** DATA FOR PROCESSING follows **
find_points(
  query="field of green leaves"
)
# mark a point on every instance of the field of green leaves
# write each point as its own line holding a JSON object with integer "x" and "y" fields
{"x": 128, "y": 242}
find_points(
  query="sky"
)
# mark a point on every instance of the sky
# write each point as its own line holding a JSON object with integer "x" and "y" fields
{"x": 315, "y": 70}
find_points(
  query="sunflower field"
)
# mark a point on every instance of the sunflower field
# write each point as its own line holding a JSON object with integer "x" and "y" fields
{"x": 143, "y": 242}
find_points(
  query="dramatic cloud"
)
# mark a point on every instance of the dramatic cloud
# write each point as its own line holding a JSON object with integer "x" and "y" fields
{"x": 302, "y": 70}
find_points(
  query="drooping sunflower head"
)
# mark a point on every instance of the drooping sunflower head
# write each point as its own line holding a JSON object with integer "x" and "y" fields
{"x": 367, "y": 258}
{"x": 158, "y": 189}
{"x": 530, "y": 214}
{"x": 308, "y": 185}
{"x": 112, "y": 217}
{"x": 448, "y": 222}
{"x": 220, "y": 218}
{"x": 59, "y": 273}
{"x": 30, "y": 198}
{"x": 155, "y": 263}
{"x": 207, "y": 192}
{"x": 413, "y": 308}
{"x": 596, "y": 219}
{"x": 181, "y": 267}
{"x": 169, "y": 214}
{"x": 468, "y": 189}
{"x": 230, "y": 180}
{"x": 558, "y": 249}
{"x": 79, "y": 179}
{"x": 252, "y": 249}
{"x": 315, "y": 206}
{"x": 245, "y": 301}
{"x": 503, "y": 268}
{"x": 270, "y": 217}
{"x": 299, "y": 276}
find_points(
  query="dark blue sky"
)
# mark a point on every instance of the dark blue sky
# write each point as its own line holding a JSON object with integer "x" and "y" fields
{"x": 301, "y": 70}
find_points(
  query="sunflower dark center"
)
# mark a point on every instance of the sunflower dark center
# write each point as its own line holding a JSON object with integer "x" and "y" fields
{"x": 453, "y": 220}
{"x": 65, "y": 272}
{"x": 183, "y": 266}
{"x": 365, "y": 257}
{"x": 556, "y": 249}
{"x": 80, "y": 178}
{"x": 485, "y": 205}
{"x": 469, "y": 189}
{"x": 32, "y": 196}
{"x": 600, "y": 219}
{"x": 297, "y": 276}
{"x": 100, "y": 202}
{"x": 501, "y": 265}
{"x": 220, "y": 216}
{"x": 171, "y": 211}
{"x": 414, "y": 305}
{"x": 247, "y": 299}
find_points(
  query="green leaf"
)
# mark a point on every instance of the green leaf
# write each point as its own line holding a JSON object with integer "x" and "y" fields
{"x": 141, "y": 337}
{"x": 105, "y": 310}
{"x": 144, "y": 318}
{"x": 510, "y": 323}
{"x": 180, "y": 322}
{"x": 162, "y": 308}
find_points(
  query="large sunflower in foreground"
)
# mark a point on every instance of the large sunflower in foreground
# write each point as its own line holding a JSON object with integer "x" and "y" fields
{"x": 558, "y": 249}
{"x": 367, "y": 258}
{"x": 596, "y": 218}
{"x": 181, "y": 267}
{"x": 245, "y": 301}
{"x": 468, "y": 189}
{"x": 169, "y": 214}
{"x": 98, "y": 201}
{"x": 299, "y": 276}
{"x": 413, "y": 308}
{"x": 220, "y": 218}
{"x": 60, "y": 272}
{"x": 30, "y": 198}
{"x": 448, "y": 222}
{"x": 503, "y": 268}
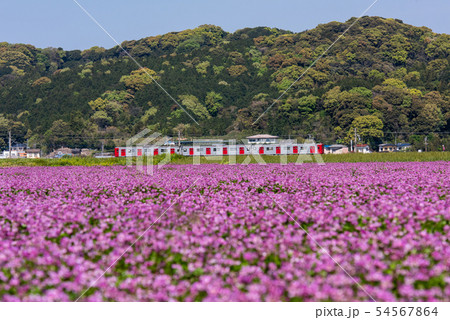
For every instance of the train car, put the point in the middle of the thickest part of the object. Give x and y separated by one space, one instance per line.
221 150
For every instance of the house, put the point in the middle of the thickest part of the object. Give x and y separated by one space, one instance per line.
387 147
390 147
336 149
362 148
262 139
33 153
** End of DATA FOR PROCESSING **
> [PROBLEM TO SOLVE]
Return, from the entries, each line that holds "leaf".

> [TASK RESPONSE]
  query="green leaf"
# mark a point on every instance of the green leaf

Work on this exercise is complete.